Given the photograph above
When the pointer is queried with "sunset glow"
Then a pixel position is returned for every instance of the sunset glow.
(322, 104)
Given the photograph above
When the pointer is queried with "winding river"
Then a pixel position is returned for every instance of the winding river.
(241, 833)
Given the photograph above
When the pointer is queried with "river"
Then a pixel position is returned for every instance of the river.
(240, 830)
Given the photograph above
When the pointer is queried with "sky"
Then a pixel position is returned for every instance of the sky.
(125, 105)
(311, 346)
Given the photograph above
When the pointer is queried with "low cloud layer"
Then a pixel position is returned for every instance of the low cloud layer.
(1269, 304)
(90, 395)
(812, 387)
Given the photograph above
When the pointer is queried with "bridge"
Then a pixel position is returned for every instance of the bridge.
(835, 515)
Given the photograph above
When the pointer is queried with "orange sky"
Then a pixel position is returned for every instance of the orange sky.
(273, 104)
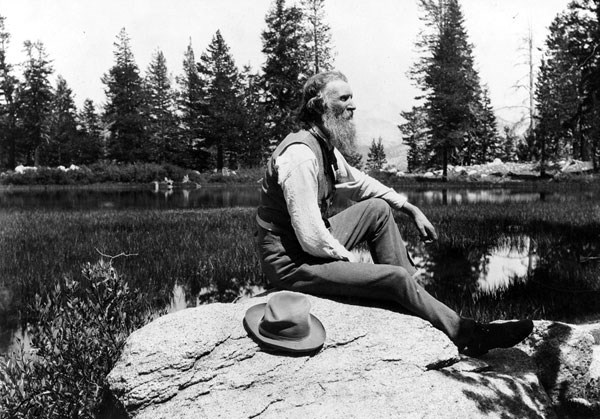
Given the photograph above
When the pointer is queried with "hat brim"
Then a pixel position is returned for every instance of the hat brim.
(313, 341)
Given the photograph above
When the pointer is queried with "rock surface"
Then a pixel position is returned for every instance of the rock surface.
(563, 354)
(200, 363)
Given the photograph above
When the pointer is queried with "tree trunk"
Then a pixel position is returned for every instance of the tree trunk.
(445, 164)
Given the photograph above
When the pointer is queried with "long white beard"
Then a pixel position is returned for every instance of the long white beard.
(342, 130)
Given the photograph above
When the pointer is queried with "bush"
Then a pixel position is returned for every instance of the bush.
(77, 339)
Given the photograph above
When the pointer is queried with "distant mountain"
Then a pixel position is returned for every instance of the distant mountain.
(372, 128)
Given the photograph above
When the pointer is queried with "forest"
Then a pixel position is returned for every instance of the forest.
(215, 115)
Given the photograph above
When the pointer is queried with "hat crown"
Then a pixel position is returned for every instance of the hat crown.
(286, 316)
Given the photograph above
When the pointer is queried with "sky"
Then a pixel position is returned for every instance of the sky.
(374, 41)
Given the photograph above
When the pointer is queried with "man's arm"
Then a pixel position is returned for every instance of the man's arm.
(297, 170)
(357, 186)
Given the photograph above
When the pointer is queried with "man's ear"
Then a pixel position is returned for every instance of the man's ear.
(316, 104)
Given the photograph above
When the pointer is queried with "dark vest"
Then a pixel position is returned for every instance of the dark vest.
(272, 212)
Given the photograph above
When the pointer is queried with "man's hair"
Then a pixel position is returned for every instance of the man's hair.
(312, 96)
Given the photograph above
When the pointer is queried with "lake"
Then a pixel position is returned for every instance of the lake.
(502, 253)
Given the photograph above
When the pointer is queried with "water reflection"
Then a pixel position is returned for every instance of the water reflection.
(147, 198)
(494, 196)
(546, 271)
(244, 196)
(507, 264)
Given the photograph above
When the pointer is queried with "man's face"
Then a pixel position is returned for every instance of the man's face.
(338, 98)
(337, 118)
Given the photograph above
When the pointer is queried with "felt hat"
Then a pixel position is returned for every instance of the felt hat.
(285, 323)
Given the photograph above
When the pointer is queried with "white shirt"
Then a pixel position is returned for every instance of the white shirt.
(297, 169)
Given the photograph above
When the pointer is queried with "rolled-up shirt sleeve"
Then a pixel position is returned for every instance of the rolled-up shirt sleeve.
(297, 170)
(355, 185)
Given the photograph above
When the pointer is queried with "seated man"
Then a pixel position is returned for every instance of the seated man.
(303, 250)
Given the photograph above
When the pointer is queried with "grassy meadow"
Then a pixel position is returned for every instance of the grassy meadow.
(211, 254)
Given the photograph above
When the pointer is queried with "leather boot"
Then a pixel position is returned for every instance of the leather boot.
(486, 336)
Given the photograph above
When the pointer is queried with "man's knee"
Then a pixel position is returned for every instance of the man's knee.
(379, 208)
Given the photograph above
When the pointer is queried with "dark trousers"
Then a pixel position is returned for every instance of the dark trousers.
(390, 278)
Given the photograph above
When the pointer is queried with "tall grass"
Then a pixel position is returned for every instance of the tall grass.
(210, 254)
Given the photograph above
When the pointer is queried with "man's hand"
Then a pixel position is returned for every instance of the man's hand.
(425, 228)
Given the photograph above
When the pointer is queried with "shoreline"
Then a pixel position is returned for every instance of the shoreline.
(537, 185)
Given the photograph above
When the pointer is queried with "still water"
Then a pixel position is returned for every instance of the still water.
(244, 196)
(549, 272)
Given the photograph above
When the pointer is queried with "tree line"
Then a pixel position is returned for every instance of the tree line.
(568, 88)
(212, 115)
(454, 122)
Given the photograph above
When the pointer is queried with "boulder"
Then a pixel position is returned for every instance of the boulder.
(563, 355)
(200, 363)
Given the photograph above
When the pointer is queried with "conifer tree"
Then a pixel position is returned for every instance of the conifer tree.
(192, 108)
(62, 146)
(223, 122)
(285, 69)
(91, 147)
(160, 111)
(8, 108)
(34, 98)
(123, 112)
(376, 158)
(489, 143)
(447, 75)
(318, 37)
(255, 147)
(415, 135)
(353, 157)
(565, 104)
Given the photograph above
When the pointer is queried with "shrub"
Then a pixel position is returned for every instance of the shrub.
(77, 338)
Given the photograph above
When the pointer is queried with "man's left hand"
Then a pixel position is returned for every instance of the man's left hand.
(426, 229)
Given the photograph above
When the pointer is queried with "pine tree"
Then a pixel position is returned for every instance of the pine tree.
(490, 145)
(8, 108)
(192, 108)
(376, 158)
(354, 158)
(62, 146)
(447, 76)
(318, 37)
(34, 99)
(160, 111)
(284, 71)
(223, 123)
(565, 104)
(255, 146)
(123, 112)
(415, 135)
(90, 148)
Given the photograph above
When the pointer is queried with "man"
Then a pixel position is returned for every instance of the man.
(303, 250)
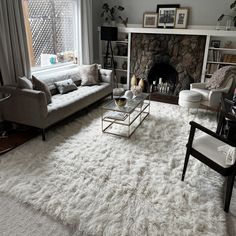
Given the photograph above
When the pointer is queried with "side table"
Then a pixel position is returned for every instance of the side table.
(4, 132)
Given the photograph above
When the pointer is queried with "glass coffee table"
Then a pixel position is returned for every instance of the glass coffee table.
(123, 121)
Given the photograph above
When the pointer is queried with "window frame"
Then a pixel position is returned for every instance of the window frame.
(35, 69)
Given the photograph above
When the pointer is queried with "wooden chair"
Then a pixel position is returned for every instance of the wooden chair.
(205, 149)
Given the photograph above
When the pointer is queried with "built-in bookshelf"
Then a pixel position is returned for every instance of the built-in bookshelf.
(219, 57)
(121, 54)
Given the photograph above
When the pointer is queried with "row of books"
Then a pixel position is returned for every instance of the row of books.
(211, 68)
(217, 56)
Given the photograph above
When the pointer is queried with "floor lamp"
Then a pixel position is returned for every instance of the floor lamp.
(110, 34)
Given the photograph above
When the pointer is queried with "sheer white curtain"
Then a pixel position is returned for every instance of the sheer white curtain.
(85, 31)
(14, 58)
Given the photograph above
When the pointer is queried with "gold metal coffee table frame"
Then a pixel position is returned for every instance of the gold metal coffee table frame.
(136, 111)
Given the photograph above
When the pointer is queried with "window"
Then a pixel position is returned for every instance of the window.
(51, 31)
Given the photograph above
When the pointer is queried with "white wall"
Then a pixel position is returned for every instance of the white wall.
(202, 12)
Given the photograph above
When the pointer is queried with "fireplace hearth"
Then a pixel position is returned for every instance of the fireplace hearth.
(169, 63)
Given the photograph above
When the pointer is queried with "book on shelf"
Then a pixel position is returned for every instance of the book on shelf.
(211, 68)
(231, 58)
(217, 56)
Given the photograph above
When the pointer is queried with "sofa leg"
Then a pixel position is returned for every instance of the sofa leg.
(228, 193)
(43, 134)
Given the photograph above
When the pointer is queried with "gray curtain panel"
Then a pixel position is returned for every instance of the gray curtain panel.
(86, 31)
(14, 59)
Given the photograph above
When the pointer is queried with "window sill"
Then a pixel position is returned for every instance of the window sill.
(38, 70)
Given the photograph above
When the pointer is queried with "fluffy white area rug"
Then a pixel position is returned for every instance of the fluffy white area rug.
(108, 185)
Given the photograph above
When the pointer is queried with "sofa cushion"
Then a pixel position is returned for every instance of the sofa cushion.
(64, 105)
(66, 86)
(24, 83)
(50, 78)
(41, 86)
(89, 74)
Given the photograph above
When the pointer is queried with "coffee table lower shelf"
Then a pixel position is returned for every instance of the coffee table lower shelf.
(132, 121)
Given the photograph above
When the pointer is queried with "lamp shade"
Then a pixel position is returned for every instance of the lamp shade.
(109, 33)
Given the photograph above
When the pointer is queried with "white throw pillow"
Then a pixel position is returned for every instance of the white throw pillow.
(89, 74)
(65, 86)
(24, 83)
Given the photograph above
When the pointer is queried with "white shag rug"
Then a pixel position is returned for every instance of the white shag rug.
(107, 185)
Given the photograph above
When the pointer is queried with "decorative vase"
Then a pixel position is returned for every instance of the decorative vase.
(141, 84)
(228, 24)
(133, 81)
(113, 23)
(128, 94)
(136, 90)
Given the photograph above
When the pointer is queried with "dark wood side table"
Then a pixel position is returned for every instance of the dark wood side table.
(226, 120)
(3, 133)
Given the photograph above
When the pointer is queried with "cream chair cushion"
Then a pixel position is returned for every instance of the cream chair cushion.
(210, 147)
(189, 99)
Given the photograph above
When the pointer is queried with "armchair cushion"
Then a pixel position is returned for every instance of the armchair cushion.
(204, 93)
(210, 147)
(219, 77)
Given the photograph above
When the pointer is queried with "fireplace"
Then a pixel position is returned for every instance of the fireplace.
(176, 59)
(162, 77)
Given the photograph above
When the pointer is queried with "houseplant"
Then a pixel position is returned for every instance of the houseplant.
(233, 17)
(112, 14)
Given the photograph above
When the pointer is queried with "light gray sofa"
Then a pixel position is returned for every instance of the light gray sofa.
(29, 107)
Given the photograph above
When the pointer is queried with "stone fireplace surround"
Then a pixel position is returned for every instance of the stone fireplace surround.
(184, 53)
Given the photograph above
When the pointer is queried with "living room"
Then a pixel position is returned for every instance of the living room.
(106, 125)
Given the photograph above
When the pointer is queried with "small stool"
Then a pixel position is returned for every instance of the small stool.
(189, 99)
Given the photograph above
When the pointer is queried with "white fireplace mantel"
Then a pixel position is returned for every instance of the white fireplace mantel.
(191, 30)
(208, 31)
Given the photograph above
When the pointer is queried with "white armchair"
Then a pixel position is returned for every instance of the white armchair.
(211, 98)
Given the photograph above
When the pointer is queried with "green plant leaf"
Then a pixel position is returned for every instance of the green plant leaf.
(120, 8)
(233, 4)
(221, 17)
(105, 6)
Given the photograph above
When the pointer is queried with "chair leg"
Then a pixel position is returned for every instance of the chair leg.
(43, 134)
(185, 163)
(228, 193)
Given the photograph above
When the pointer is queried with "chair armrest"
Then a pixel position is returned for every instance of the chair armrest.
(106, 75)
(24, 106)
(198, 85)
(211, 133)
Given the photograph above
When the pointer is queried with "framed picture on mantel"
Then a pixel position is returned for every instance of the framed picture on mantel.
(181, 18)
(150, 20)
(166, 15)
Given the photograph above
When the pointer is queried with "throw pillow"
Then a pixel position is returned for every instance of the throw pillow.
(89, 75)
(24, 83)
(41, 86)
(65, 86)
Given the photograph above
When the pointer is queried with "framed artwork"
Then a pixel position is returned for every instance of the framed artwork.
(181, 18)
(167, 6)
(215, 43)
(166, 17)
(107, 62)
(150, 20)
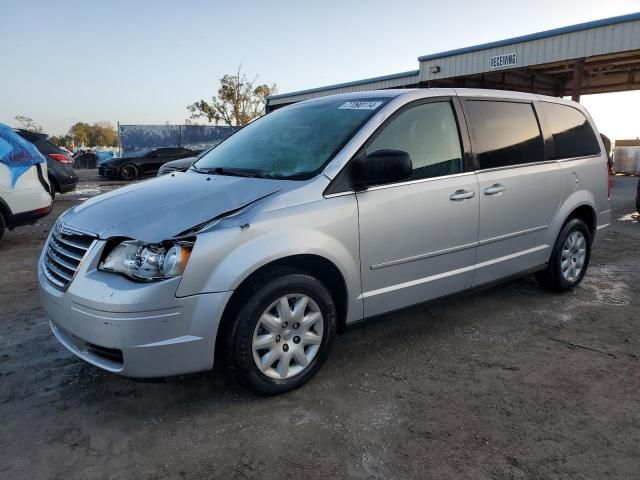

# WHAT YOU NEED TO DO
Only the lines from the one containing "the small stool." through the final line of the entries belong in the copy, both ends included. Pictures stay out.

# SOLUTION TO THIS PROBLEM
Then a pixel position is returned for every instance of the small stool.
(189, 99)
Given the photograph above
When the pointer is queried with "white fireplace mantel"
Then a pixel position is returned for every instance of the white fireplace mantel.
(191, 30)
(208, 31)
Given the photograph above
When the pointer is queried with "white armchair"
Then a pixel position is returned for every instance of the white armchair.
(211, 98)
Given the photograph above
When the pointer is queried with "green plant leaf"
Then a pixel position is returned for every instance of the green plant leaf.
(120, 8)
(233, 4)
(221, 17)
(105, 6)
Given the photograph above
When the pointer is queried with "chair leg"
Then a pixel position is returned for every instance of the chair leg.
(43, 134)
(185, 163)
(228, 193)
Given the photograph above
When the pointer is queried with "chair armrest"
Then a pixel position is returned for every instance of the chair armrest.
(106, 75)
(24, 106)
(198, 85)
(211, 133)
Given the photograph above
When the pointer is queried with "framed picture on mantel"
Then a pixel position is returned for every instance of the framed picture on mantel.
(181, 18)
(150, 20)
(166, 15)
Given the photograph above
When the pointer is queried with "throw pillow"
Then a pixel position is returned for every instance of the throw pillow.
(89, 75)
(24, 83)
(41, 86)
(65, 86)
Given the photograph above
When the pointer is queried with "framed artwork"
Then a pixel position is returned for every instance of the framed artwork.
(181, 18)
(167, 6)
(215, 43)
(166, 17)
(107, 62)
(150, 20)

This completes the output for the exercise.